DATA section start

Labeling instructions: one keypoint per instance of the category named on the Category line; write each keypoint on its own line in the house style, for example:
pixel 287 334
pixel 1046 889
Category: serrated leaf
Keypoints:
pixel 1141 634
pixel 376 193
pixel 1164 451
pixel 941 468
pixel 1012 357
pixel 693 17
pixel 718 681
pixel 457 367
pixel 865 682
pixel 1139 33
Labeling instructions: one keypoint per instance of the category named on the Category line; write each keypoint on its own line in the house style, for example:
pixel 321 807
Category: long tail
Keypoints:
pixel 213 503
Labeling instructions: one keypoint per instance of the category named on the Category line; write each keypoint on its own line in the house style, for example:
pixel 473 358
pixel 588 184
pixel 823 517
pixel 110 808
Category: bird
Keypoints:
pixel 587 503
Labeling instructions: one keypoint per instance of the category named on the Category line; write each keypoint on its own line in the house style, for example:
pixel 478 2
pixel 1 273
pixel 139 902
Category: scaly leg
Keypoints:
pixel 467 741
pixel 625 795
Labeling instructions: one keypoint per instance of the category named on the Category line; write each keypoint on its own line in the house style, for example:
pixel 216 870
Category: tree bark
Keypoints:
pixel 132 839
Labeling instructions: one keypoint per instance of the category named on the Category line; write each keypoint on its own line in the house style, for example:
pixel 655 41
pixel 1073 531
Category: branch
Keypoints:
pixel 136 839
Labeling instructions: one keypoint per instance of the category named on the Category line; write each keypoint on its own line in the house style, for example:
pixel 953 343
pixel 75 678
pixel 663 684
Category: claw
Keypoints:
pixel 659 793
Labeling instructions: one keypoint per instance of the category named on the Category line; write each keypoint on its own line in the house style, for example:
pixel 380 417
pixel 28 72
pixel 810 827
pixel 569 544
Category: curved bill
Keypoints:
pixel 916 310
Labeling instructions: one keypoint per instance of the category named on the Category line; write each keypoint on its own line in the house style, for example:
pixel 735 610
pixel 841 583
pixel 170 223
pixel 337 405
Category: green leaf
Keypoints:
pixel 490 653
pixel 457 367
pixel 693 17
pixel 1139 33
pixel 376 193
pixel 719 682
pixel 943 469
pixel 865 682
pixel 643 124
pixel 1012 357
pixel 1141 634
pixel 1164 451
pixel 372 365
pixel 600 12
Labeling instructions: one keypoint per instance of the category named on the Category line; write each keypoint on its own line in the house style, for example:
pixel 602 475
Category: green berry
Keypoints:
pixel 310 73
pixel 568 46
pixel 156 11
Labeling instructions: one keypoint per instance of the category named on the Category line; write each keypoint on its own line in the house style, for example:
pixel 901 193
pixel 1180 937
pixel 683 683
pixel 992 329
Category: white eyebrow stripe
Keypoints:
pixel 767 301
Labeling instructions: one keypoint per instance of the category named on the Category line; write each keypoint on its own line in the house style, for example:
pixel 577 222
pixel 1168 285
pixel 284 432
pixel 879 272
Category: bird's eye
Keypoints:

DATA section end

Above are the lines; repeat exactly the ones from the line containing "Category: scaly leg" down to the line containing "pixel 337 405", both inclusive.

Category: scaly leg
Keypoints:
pixel 467 741
pixel 625 795
Labeling instructions: one keypoint per instance of the category named on the Category line; write each keypoint on its own line in the house style, for example:
pixel 216 870
Category: tree bark
Keypoints:
pixel 132 839
Labeling instructions: one keypoint per instance of the category named on the Category line; write each keypoint on its own line in the house style, for example:
pixel 655 41
pixel 1073 531
Category: branch
Keypoints:
pixel 136 839
Labeling instructions: one keypoint per instance of the category named on the Category line; write each keypoint on its own line in the house style, for example:
pixel 953 343
pixel 75 678
pixel 663 684
Category: claw
Keypoints:
pixel 659 793
Labeling instructions: one keypoint per instance of the category named on the Category line; write each keypoint on its own line in the house style, for example:
pixel 380 417
pixel 28 72
pixel 810 827
pixel 569 544
Category: curved bill
Keypoints:
pixel 916 310
Labeling instructions: one keypoint per instance of the category named on the Category line; write each keypoint on its own line in the house style, for example:
pixel 735 610
pixel 841 583
pixel 170 223
pixel 337 405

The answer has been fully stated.